#### SUPPLIED MATERIAL

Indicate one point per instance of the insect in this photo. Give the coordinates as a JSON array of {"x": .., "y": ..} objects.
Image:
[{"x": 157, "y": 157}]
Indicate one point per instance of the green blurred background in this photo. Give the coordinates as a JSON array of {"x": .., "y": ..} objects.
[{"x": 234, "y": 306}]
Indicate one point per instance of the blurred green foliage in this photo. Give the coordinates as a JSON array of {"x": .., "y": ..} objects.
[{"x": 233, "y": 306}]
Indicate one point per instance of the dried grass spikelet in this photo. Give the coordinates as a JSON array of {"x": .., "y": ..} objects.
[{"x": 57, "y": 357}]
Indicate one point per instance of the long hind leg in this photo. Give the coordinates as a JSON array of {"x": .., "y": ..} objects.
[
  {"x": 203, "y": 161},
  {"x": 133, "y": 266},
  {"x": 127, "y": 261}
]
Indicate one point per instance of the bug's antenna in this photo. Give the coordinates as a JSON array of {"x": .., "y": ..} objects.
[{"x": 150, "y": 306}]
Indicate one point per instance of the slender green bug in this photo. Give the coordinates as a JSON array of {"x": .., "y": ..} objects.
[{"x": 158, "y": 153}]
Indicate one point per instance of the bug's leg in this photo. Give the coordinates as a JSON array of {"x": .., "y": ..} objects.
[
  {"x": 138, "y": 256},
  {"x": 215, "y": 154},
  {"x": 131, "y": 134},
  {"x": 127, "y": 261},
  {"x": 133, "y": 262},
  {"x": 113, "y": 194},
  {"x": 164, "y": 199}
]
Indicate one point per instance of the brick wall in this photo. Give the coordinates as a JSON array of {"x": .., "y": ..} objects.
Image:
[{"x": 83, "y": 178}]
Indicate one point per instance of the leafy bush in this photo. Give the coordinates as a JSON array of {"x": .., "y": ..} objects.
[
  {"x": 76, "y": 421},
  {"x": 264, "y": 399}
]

########

Reproduce the entire listing above verbatim, keeping every line in its original order.

Indicate one point per instance of the insect in this photo. Give the coordinates as a JSON array of {"x": .., "y": ..} objects.
Image:
[{"x": 157, "y": 157}]
Indicate one point per instance of the green blurred background in this photo. Give the coordinates as a JSON array of {"x": .., "y": ..} objects.
[{"x": 234, "y": 306}]
Indicate one point per instance of the blurred green foliage in this photo. Give the coordinates as a JSON array of {"x": .., "y": ..} objects.
[{"x": 233, "y": 306}]
Indicate one point per instance of the dried grass spikelet in this photo. Give the coordinates as a JSON array of {"x": .., "y": ..} objects.
[{"x": 57, "y": 357}]
Indicate one point per instance of the long hind leg in this photo. Give the coordinates as a JSON array of {"x": .., "y": ..} objects.
[
  {"x": 203, "y": 161},
  {"x": 133, "y": 266},
  {"x": 127, "y": 261}
]
Indicate one point per instance of the bug's antenna in this photo. Give the coordinates as a JSON array of {"x": .., "y": ..} objects.
[{"x": 150, "y": 306}]
Indicate one point per instance of the slender green bug in this photo. Give the coordinates as a JSON array of {"x": .., "y": ..} objects.
[{"x": 158, "y": 153}]
Indicate one point per instance of the bug's leg in this photo. Give the coordinates as a JSON array of {"x": .., "y": ..} objects.
[
  {"x": 138, "y": 256},
  {"x": 215, "y": 154},
  {"x": 131, "y": 134},
  {"x": 127, "y": 261},
  {"x": 133, "y": 262},
  {"x": 113, "y": 194},
  {"x": 164, "y": 199}
]
Indicate one point per instance of the brick wall in this photo. Give the coordinates as a JSON array of {"x": .., "y": ..} objects.
Image:
[{"x": 83, "y": 178}]
Indicate one point per instance of the leafy bush in this photo. Give the coordinates as a JSON array of {"x": .., "y": ..} objects.
[
  {"x": 76, "y": 421},
  {"x": 264, "y": 399}
]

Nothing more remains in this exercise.